• _DATASET_

------------------------------------------------

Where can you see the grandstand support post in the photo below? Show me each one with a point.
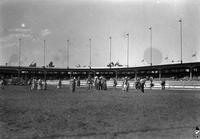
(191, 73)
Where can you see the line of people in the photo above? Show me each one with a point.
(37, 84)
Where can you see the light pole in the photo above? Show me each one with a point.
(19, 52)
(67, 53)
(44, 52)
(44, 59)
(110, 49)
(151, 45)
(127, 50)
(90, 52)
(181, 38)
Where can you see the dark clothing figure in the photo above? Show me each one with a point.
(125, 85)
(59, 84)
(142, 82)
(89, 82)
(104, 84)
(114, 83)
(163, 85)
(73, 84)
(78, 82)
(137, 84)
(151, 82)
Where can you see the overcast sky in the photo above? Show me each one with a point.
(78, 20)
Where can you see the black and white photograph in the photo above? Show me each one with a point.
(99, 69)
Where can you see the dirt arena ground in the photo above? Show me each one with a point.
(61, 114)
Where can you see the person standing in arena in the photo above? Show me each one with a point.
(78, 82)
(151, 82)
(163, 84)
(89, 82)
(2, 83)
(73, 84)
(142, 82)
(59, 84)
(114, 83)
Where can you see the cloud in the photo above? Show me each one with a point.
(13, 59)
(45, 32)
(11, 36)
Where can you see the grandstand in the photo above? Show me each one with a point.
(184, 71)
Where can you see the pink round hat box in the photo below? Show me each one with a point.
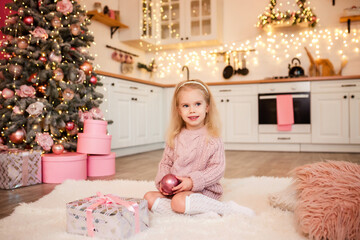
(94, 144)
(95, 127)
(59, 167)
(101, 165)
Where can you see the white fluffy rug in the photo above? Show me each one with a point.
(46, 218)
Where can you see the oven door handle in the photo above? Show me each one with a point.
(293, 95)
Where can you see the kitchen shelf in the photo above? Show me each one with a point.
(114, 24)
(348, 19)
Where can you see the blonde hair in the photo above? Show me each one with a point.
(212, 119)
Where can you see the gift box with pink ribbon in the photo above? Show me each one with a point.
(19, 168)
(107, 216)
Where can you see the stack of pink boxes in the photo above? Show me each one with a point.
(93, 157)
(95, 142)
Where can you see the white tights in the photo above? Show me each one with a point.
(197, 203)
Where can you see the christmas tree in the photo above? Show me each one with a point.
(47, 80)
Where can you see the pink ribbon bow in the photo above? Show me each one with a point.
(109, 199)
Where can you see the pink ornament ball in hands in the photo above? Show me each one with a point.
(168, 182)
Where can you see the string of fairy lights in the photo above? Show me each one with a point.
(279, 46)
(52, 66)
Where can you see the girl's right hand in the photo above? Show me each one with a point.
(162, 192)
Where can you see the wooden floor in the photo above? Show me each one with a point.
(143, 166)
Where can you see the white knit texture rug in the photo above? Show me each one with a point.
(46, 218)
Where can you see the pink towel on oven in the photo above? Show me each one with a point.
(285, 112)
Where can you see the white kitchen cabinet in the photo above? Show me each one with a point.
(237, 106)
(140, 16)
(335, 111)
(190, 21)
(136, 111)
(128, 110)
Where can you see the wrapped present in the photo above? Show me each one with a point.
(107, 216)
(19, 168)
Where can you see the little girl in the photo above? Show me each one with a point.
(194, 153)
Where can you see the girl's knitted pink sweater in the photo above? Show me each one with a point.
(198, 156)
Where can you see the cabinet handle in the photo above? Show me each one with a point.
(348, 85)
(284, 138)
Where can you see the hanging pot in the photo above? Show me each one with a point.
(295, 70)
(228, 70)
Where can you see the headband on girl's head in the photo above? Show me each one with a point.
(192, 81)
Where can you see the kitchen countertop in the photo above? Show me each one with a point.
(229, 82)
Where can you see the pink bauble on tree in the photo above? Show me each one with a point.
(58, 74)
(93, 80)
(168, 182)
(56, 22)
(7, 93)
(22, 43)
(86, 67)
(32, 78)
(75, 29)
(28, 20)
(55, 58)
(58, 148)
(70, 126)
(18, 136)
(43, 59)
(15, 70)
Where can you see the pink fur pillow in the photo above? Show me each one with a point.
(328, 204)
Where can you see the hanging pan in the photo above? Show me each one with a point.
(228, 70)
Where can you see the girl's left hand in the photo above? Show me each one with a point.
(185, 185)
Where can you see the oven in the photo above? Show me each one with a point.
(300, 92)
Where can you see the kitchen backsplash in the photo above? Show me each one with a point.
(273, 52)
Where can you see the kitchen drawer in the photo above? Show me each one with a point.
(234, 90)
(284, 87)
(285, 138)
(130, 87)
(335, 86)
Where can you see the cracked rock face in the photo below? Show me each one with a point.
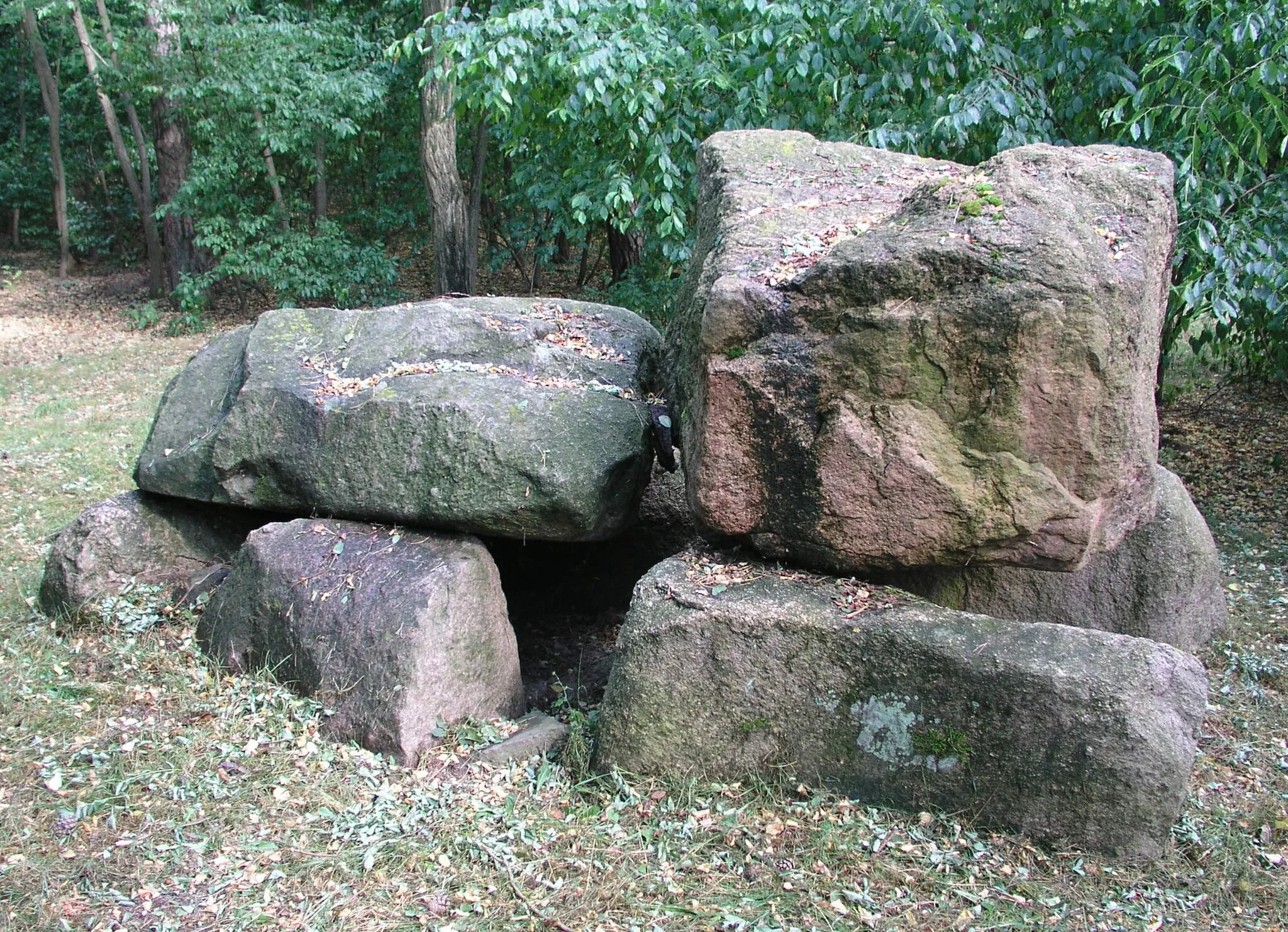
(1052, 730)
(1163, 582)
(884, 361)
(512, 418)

------------------------------------------------

• _SHORT PROBLEM_
Reproduce every entry above word for word, omitting the pictures.

• _EXERCISE RESPONSE_
Where can you see the grandstand support post in the photo below? Show me each one with a point.
(191, 73)
Where can you see the line of people in the photo above? Show me each one with a point.
(37, 84)
Where can you see the light pole in the photo above? Show me each one with a point.
(19, 52)
(67, 53)
(44, 52)
(44, 59)
(110, 49)
(151, 45)
(127, 50)
(90, 52)
(181, 38)
Where can you see the dark clothing figure in the photo above? Show me each one with a point.
(125, 85)
(59, 84)
(142, 82)
(89, 82)
(104, 84)
(114, 83)
(163, 85)
(73, 84)
(78, 82)
(137, 84)
(151, 82)
Where can you see the overcast sky in the photo above? Show me each one with a point.
(78, 20)
Where can you see the black and white photograph in the photo above? Show me each one with a point.
(99, 69)
Where can you see the dirt arena ground in the photo above? Show me each one with a point.
(61, 114)
Where can you see the person standing in arena in the photo above? Show me each one with a point.
(78, 82)
(151, 82)
(163, 84)
(89, 82)
(2, 83)
(73, 84)
(142, 82)
(59, 84)
(114, 83)
Where can you see the cloud in the photo above? Show me each one with a point.
(13, 59)
(45, 32)
(11, 36)
Where can you see the grandstand in the photo above? Show me each one with a point.
(184, 71)
Where can you see the pink round hat box in the photo below? Show me each one with a point.
(94, 144)
(95, 127)
(59, 167)
(101, 165)
Where can you see the white fluffy rug in the photo above? Show me each one with a point.
(46, 218)
Where can you see the oven door handle in the photo above? Show me each one with a point.
(293, 95)
Where can you see the kitchen shelf in the photo above? Show me each one with a point.
(114, 24)
(348, 19)
Where can you see the blonde hair in the photo above? Show me each one with a point.
(212, 119)
Where can you see the gift box with pink ribbon in the photo above? Show me each one with a point.
(19, 168)
(107, 216)
Where can you see the stack of pink boxes in the photo above? Show me each one with a point.
(93, 157)
(95, 142)
Where can you see the white tights in the photo above? Show me each one with a point.
(197, 203)
Where can you see the christmas tree in the photo above? Show me each one with a point.
(47, 80)
Where can you see the pink ribbon bow in the photo above? Show me each one with a point.
(109, 199)
Where can you see the pink ornament ball in hands in the photo above? Show me each one with a point.
(168, 182)
Where can you see the string of fairy lights in the photo above? Show me each one with a point.
(279, 46)
(52, 66)
Where can you see the girl's right hand in the photo above? Show me each one with a point.
(162, 192)
Where can you see the wooden floor in the photo above? Show me each one with a point.
(143, 166)
Where can you see the white knit texture rug in the photo above? Show me each one with a point.
(46, 218)
Where can you see the pink towel on oven in the photo above? Show me each one with a point.
(285, 112)
Where can you see the white kitchen cabinet in the photo above? Show me each one with a point.
(237, 106)
(140, 16)
(335, 111)
(190, 21)
(136, 111)
(128, 110)
Where can you see the wrapped present in the photo above? Show me each one with a point.
(107, 216)
(19, 168)
Where can you see the little girl in the photo above? Show me each one with a point.
(194, 153)
Where can you see the girl's knitted pink sweater in the photo above? Show me each one with a point.
(198, 156)
Where can you see the cabinet handle in the photo above? Show me each one with a point.
(348, 85)
(284, 138)
Where can you see the hanging pot in the photo above? Show me each one with a point.
(295, 70)
(228, 70)
Where can you see the headband on girl's head in the photo above? Show me each one with a point.
(192, 81)
Where can you see the kitchen countertop in the photo above? Show me each one with a point.
(229, 82)
Where can you see the pink bauble on tree in the photo above? Show me each one with a point.
(58, 74)
(93, 80)
(168, 182)
(56, 22)
(7, 93)
(22, 43)
(86, 67)
(32, 78)
(75, 29)
(28, 20)
(55, 58)
(58, 148)
(70, 126)
(18, 136)
(43, 59)
(15, 70)
Where can you see the pink fur pillow in the photo above? Show me each one with a point.
(328, 204)
Where can you see the hanging pan in the photo above? Show me each one with a point.
(228, 70)
Where can you see the girl's left hand in the photo above? Show me each one with a point.
(185, 185)
Where can you see the oven in the photo above? Show me each one with a point.
(300, 92)
Where can you see the kitchen backsplash in the photo above? Show me each one with a point.
(273, 52)
Where can you see the kitchen drawer in the photo above? Show me each one with a point.
(234, 90)
(284, 87)
(285, 138)
(130, 87)
(335, 86)
Where can you see the cracked rock face in the photo below? Show me each one with a point.
(1052, 730)
(1163, 582)
(884, 361)
(512, 418)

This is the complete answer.